### Goal
Transcribe all of the data exactly. Omit the pictures.

### Dataset extract
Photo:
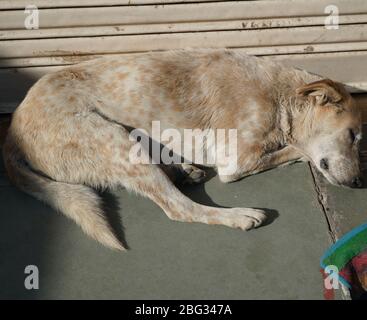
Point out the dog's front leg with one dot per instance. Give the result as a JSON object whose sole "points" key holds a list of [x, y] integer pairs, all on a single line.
{"points": [[253, 165]]}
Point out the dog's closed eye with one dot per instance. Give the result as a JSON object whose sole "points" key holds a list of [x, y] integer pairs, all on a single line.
{"points": [[352, 136]]}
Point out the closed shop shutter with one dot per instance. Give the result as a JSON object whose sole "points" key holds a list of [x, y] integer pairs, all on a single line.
{"points": [[71, 31]]}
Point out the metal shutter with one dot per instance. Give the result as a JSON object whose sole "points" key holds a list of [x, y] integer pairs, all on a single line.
{"points": [[76, 30]]}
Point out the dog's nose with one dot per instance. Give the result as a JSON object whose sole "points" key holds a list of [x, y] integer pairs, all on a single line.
{"points": [[357, 182]]}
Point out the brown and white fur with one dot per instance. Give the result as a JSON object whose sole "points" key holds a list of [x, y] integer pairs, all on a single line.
{"points": [[70, 135]]}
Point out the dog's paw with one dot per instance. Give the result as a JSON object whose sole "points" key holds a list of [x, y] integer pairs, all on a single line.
{"points": [[193, 175], [245, 218]]}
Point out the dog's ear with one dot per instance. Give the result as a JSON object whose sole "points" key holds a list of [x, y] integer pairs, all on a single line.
{"points": [[324, 90]]}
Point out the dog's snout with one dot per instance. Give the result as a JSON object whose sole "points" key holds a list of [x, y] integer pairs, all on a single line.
{"points": [[357, 182], [324, 164]]}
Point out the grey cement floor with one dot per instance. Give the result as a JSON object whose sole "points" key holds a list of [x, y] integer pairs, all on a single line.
{"points": [[172, 260]]}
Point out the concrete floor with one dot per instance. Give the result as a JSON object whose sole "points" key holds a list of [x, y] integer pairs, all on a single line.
{"points": [[172, 260]]}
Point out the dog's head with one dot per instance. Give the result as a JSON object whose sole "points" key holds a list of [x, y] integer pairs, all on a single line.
{"points": [[332, 130]]}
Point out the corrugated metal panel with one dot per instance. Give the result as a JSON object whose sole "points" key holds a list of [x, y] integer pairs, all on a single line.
{"points": [[76, 30]]}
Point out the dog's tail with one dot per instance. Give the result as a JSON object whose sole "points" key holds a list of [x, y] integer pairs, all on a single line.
{"points": [[78, 202]]}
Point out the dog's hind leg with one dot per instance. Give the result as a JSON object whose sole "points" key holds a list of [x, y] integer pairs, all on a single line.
{"points": [[115, 167]]}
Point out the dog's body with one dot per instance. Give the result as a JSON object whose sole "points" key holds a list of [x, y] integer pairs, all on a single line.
{"points": [[70, 134]]}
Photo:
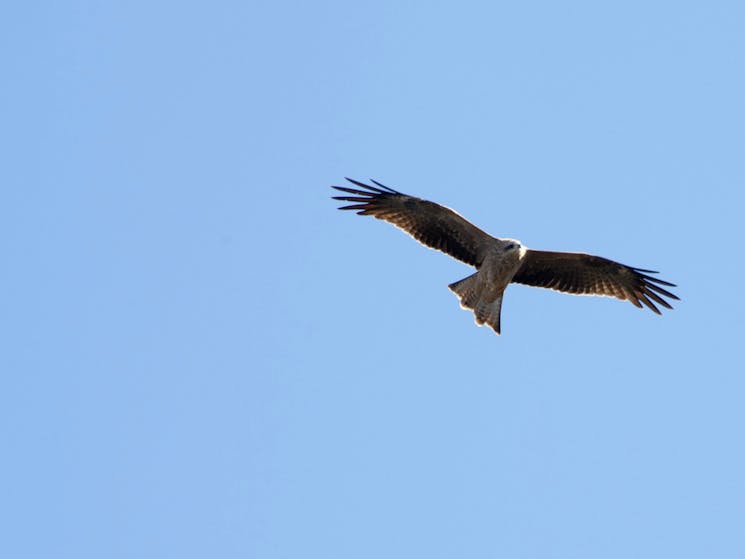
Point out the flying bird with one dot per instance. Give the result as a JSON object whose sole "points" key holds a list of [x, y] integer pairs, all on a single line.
{"points": [[499, 262]]}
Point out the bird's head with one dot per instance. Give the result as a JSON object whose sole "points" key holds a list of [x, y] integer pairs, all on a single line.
{"points": [[513, 246]]}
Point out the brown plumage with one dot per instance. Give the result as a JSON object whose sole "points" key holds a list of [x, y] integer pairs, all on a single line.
{"points": [[503, 261]]}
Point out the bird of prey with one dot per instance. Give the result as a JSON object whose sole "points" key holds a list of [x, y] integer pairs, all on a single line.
{"points": [[499, 262]]}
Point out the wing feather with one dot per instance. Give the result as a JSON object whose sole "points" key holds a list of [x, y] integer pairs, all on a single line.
{"points": [[431, 224], [584, 274]]}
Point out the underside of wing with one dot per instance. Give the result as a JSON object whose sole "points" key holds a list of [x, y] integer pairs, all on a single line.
{"points": [[584, 274], [433, 225]]}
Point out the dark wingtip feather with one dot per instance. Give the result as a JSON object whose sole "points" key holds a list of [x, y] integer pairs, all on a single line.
{"points": [[385, 187]]}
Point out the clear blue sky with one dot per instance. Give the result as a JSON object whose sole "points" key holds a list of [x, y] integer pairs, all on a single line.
{"points": [[202, 357]]}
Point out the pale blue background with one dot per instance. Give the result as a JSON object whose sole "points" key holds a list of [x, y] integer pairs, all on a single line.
{"points": [[203, 358]]}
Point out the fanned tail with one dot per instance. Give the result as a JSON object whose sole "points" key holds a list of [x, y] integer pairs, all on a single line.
{"points": [[472, 296]]}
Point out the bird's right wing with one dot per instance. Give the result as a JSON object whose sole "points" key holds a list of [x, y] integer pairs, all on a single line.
{"points": [[585, 274], [433, 225]]}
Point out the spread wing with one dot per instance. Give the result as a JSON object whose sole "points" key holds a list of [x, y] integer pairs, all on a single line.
{"points": [[584, 274], [431, 224]]}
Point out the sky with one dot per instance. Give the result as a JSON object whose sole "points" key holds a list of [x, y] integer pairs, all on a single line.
{"points": [[202, 357]]}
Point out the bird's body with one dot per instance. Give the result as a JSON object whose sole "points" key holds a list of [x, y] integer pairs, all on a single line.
{"points": [[500, 262]]}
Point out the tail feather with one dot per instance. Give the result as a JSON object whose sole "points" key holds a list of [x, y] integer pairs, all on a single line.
{"points": [[473, 296]]}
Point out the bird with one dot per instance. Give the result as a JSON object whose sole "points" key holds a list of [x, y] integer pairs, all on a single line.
{"points": [[499, 262]]}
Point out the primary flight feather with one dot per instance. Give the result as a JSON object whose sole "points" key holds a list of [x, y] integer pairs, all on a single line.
{"points": [[500, 262]]}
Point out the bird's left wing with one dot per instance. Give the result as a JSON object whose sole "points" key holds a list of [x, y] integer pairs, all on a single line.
{"points": [[431, 224], [584, 274]]}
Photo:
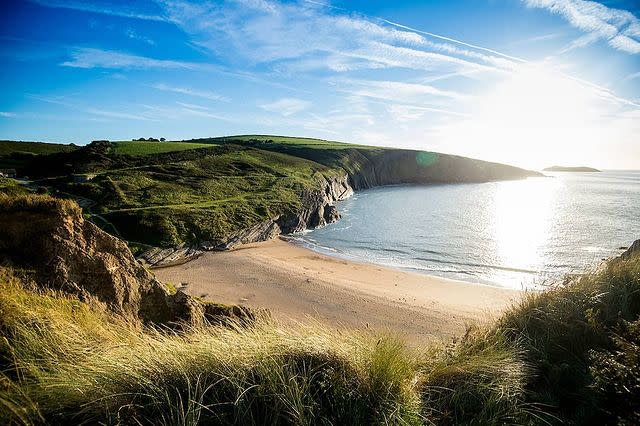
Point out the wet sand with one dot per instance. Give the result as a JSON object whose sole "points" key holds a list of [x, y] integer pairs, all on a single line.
{"points": [[297, 284]]}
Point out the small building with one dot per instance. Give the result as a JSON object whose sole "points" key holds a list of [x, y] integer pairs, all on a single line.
{"points": [[8, 173]]}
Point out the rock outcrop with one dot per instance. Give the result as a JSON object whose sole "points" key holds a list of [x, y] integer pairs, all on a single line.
{"points": [[317, 209], [73, 255], [363, 168], [631, 251]]}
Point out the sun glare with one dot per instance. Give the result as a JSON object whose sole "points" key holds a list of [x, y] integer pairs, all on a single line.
{"points": [[532, 119]]}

### Task response
Photo:
Point out the dog's front leg with one dot per instance. Give the result as a JSON object whose sole "points" key holds a list of [x, y] integer pairs, all on a single line.
{"points": [[253, 165]]}
Point out the dog's closed eye with one dot per instance. Give the result as a JSON object whose sole "points" key holds a list of [x, y] integer pairs, all on a single line.
{"points": [[352, 136]]}
Point out the closed shop shutter with one dot per instance. Give the result as a JSON object whose sole "points" key holds a list of [x, y] integer pairs, all on a single line.
{"points": [[71, 31]]}
Point out the metal shutter with one dot per instance. Give the result as a JSON object whose sole "points" key holds a list of [x, y] integer pairs, all on a single line.
{"points": [[76, 30]]}
Point out the dog's nose with one dot per instance. Give the result as a JSON object whose sole "points" key holds a list of [x, y] integer pairs, all on a single line.
{"points": [[357, 182]]}
Point out the brown and white fur with one dot per instance. Give the result as a JSON object whose sole "points" key holds a list of [x, y] integer pairs, all on a single line.
{"points": [[70, 135]]}
Point out the dog's paw with one dot per instance. Give the result as a JSON object whose sole "points" key holds a list of [x, y] integer pairs, all on a single line.
{"points": [[193, 175], [245, 218]]}
Point out the dog's ear with one dot per instance. Give the result as a JSON object whose sole "points" key holds a list of [x, y] integer pairs, all on a single line.
{"points": [[324, 90]]}
Point out the dog's snout with one dot per instance. Give the result as a JSON object whose sole "points" key holds a list of [x, y] integer pairs, all on a single line.
{"points": [[357, 182], [324, 164]]}
Point out the grey cement floor with one dot per instance. Give the result as a JSON object whose sole "points" key holds a list of [x, y] integer pairs, all on a single line.
{"points": [[172, 260]]}
Point out the concrete floor with one dot per instance. Give the result as a JSON object whose sole "points" key holds a list of [x, y] integer pairs, all on a single line.
{"points": [[172, 260]]}
Point out the dog's head with one dot per instance. Give the result as a JSON object whose sole "points" key holds a list of [x, y] integer pairs, all on a single line.
{"points": [[332, 130]]}
Point out the corrugated metal panel with one dot per instance. Give the result as a JSON object whose sole "points" key holds a list of [x, y] integer pairs, all on a single line.
{"points": [[76, 30]]}
Point out the dog's tail with one dot per instance. Give the result as a JSON object whose sole "points" key holds a list of [x, y] integer pairs, all on a single line.
{"points": [[78, 202]]}
Point out the dog's hind leg with one dot per instance. Give the result as a JSON object whose sole "points" key holds a list of [x, y] integer pairs, all on a single line.
{"points": [[115, 167]]}
Point out the dog's body with one dot per instance. Give the result as a JSON object whose sole "points" key holds a list of [x, y] integer pairs, all on a single line.
{"points": [[70, 134]]}
Photo:
Point out the flying bird with one dot per instance. Give the result as a JSON object whose sole "points" key holds a list of [x, y] integer pairs, all on a single line.
{"points": [[499, 262]]}
Point out the bird's head with one dot per instance. Give the result as a JSON object whose sole "points" key holds a list of [x, y] integer pairs, all on a single line.
{"points": [[513, 246]]}
Point out the brown plumage with one dot per instance. Give the result as a JSON object whose sole "points" key holds a list of [x, y] integer pairs, all on a single line.
{"points": [[503, 261]]}
Point out the bird of prey with one dot per instance. Give the result as a JSON object whose sole "points" key holds a list of [x, y] integer pairs, all on a single line.
{"points": [[499, 262]]}
Point out the wing feather with one dot per instance. Give the result as a JSON object whose sole "points" key holds a list of [x, y] integer pairs, all on a single line.
{"points": [[431, 224], [584, 274]]}
Point out the underside of wing with one dot per instance. Give the result as a JSON object whose sole "points" key holds a list of [x, y] integer pairs, all on a single line.
{"points": [[584, 274], [433, 225]]}
Point out the dark wingtip feather with one dot per instance. Give the result as a JSON object whose sole "points" key holds a list of [x, y] integer pairs, all on a single line.
{"points": [[385, 187]]}
Point out the clear blue sky with one dot per instance. Give the result as a JSON object whose sole "points" key holds a list of [x, y] integer pairs, all on a single line.
{"points": [[202, 357]]}
Point out the pale blue background with one dot per instance. Give the result as a JSON object whose sole "points" key holds a list of [x, y] integer pairs, all on a single line.
{"points": [[203, 358]]}
Point out the fanned tail with one dot per instance. Give the result as a JSON object whose sole "points" key holds a list of [x, y] integer pairs, all on a single line.
{"points": [[472, 296]]}
Point out the bird's right wing with one dot per instance. Give the result as a JSON object whose sole "points" key holds a list of [x, y] integer pairs, all on a single line.
{"points": [[585, 274], [433, 225]]}
Point out the spread wing with one dot per instance. Give the result as a JSON object whose sole "points" key holds a list of [x, y] integer pairs, all on a single line.
{"points": [[584, 274], [431, 224]]}
Point out the sky with one dot per instance. Give the result as a JSON object whose sole "points" key holds a list of [x, y] integer pairs, all on a single line.
{"points": [[202, 357]]}
Point out the bird's body with one dot per instance. Give the result as a JSON object whose sole "points" key holds a list of [x, y] integer pairs, all on a single line.
{"points": [[500, 262]]}
Point out the tail feather with one dot per instance. Give the result as a JSON object whose sole "points" key holds a list of [x, y] integer pairs, all on a single line.
{"points": [[473, 296]]}
Point out the bird with one dot per instance. Give the result as a JSON object whose sole "points" key holds a list of [x, y] integer pairs, all on a single line.
{"points": [[499, 262]]}
Point out the primary flight feather with one dot per instance. Give the result as a JSON object whose sole "points" key holds a list of [x, y] integer pairs, all on a single line.
{"points": [[500, 262]]}
Point out the bird's left wing with one dot per instance. Give the result as a JSON object whose sole "points" key holds a list of [x, y] integer pairs, all on a single line.
{"points": [[431, 224], [584, 274]]}
Photo:
Point out the wet sand with one dot per instance. Give the result as a JSON object whose sole "points" key holds a list of [x, y] integer pairs, all on a single line.
{"points": [[297, 284]]}
Point out the small building with one dot per instance. Give the result as a JSON object whose sole "points" key holds a list of [x, y] integer pairs, all on a single line.
{"points": [[8, 173]]}
Point out the rock outcrop with one dot per instance. Give the result as a JSON object whose sole "points" key holds a list of [x, y] integer pairs, all on a single line.
{"points": [[317, 209], [73, 255], [363, 168], [631, 251]]}
Point out the sun glare with one dot per instance. Give the result as a JSON object whose sole "points" key holds a list of [x, y] integer pairs, all on a single line.
{"points": [[532, 119]]}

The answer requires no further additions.